Prompt ::
In the records below, find the line that contains "364V357L400 354L389 355L382" and the line that contains "positive clicks: (401, 367)". Set down exactly those lines and every line between them, and nothing more.

Provided records ::
•••
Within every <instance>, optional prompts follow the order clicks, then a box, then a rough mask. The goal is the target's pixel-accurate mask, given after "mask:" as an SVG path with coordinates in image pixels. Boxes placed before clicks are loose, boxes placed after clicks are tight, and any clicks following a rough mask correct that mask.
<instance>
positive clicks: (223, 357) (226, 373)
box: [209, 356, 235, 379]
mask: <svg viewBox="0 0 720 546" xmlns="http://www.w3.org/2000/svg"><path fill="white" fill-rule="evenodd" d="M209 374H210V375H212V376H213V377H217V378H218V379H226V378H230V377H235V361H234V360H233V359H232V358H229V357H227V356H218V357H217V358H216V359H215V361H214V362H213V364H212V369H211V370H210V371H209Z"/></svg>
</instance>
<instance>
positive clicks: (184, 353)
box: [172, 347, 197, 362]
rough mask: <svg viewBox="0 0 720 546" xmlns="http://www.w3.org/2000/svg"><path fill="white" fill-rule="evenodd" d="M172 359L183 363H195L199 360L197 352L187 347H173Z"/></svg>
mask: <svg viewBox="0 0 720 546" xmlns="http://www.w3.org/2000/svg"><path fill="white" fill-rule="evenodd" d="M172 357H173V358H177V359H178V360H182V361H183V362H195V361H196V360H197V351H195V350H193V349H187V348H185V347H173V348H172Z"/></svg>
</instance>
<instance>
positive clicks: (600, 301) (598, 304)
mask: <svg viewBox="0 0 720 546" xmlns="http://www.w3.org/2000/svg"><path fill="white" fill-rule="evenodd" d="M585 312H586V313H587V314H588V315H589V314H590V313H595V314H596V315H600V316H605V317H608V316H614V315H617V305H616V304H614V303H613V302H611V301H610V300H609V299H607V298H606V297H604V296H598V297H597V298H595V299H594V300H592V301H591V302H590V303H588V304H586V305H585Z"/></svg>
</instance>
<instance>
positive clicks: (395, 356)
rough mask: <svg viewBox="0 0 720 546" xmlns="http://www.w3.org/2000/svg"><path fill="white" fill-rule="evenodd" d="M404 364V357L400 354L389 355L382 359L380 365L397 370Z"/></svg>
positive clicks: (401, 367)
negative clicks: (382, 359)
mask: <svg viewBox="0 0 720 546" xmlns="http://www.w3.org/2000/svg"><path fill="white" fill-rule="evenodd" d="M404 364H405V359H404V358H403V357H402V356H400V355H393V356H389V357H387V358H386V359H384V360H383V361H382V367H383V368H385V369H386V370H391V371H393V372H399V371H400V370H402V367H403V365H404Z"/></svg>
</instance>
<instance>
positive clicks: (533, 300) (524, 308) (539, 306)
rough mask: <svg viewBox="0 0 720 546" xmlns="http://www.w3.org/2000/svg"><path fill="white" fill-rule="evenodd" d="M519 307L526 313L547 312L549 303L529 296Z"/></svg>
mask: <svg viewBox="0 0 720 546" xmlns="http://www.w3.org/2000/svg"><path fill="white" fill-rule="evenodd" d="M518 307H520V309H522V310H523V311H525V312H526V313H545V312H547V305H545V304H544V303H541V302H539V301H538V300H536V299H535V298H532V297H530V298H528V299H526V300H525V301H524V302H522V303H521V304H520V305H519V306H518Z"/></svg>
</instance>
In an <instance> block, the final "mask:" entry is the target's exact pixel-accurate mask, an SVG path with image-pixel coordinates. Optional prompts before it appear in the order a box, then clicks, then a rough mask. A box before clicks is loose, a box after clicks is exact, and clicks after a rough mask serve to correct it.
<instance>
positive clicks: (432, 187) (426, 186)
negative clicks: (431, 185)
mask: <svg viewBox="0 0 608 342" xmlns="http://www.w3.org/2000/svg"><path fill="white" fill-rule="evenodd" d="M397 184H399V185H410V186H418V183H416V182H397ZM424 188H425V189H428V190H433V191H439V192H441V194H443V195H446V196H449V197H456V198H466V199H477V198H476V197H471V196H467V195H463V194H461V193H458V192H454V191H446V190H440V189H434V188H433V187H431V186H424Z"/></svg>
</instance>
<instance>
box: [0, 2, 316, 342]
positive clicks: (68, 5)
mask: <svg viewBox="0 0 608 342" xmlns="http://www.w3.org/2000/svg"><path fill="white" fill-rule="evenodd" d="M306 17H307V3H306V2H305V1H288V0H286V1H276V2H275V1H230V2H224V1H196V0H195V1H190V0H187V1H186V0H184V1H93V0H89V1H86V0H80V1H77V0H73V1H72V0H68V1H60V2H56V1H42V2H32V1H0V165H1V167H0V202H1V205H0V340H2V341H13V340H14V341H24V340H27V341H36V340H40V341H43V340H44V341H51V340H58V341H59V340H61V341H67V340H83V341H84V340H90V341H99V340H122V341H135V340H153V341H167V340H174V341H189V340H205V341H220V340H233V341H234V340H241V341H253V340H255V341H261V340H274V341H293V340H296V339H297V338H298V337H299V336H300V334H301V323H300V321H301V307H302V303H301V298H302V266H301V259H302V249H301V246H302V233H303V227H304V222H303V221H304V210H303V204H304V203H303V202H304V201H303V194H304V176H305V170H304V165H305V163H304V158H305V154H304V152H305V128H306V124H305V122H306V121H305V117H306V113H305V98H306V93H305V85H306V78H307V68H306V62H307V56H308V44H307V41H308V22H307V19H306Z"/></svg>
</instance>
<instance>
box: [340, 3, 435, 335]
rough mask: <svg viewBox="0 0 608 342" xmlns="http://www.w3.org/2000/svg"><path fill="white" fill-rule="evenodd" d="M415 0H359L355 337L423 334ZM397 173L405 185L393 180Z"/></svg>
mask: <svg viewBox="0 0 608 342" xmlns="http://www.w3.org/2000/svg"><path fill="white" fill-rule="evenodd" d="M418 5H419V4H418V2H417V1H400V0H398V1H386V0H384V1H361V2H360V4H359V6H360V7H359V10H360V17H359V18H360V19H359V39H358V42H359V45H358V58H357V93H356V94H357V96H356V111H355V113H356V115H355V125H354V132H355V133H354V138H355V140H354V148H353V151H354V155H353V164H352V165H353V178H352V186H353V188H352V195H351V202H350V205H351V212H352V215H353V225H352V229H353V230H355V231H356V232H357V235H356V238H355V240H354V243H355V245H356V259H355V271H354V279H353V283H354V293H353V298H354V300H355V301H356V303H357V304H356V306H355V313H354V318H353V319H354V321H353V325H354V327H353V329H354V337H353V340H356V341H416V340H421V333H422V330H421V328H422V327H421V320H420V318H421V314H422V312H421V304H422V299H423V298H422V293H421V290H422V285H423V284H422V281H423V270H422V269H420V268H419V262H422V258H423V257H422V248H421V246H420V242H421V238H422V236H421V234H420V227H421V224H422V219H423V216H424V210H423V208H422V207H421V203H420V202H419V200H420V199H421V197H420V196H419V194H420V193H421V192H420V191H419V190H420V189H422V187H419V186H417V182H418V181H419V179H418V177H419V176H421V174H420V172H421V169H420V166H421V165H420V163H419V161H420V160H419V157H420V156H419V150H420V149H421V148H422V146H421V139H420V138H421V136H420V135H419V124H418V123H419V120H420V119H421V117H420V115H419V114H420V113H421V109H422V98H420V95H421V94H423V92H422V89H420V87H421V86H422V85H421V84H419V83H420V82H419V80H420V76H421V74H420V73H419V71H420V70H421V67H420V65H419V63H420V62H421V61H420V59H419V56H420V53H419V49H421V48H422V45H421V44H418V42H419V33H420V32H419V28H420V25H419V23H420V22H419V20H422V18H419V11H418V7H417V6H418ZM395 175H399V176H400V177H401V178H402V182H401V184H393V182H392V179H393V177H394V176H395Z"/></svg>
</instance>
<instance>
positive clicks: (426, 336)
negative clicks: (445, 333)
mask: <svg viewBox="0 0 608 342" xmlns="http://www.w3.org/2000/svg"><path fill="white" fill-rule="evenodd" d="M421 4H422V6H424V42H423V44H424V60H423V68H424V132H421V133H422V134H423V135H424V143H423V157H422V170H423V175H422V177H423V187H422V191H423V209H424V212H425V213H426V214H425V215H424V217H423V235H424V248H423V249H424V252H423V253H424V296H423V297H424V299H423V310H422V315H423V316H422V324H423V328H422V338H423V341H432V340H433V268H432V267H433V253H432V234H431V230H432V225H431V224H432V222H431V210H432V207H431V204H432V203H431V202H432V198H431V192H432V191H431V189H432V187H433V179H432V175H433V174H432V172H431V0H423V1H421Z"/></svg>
•••
Completed exercise ::
rough mask: <svg viewBox="0 0 720 546" xmlns="http://www.w3.org/2000/svg"><path fill="white" fill-rule="evenodd" d="M404 364V357L400 354L389 355L382 359L380 365L397 370Z"/></svg>
positive clicks: (401, 367)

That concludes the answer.